In the text below on North Carolina workers' compensation costs, set down word for word the part from "The commission adds" up to and including "providers decreased 11%.".

— SUPPLIED TEXT —

+ + +

The North Carolina Industrial Commission says the latest update from the rate bureau is yet more evidence the industrial commission is succeeding in its efforts to improve the state’s workers’ compensation system. The commission noted loss costs decreased 11.3% in 2017, 14.4% in 2016, and 10.2% in 2015.

Efforts by the Commission to control costs, particularly medical costs, were a significant factor in the decrease in loss costs, the agency said in a media release in early October. “The dramatic decreases in loss costs are a testament to the effectiveness of the needed reforms to the State’s workers’ compensation system,” says chairman Charlton Allen.

The agency cited research from the Workers’ Compensation Research Institute which shows indemnity costs per claim in North Carolina decreased from an average of $26,666 for 2009 claims evaluated in 2012 to an average of $24,675 for 2012 claims evaluated in 2015. The average period injured workers are out of work due to temporary disability has decreased from 24.6 weeks in 2009 to 21.2 weeks in 2012, for claims evaluated at an average of 36 months after the injury.

The commission adds reforms to the medical fee schedule are another factor in lowered costs. Payments for non-hospital providers decreased approximately 5% between 2015 and 2014 for claims at 12 months of experience. In the same period, payments to hospital outpatient providers decreased 24% while payments to inpatient hospital providers decreased 11%.

+ + +

— INFORMATION PROVIDED —
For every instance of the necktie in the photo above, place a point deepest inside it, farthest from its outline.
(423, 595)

+ + +

— EXPECTED ANSWER —
The commission adds reforms to the medical fee schedule are another factor in lowered costs. Payments for non-hospital providers decreased approximately 5% between 2015 and 2014 for claims at 12 months of experience. In the same period, payments to hospital outpatient providers decreased 24% while payments to inpatient hospital providers decreased 11%.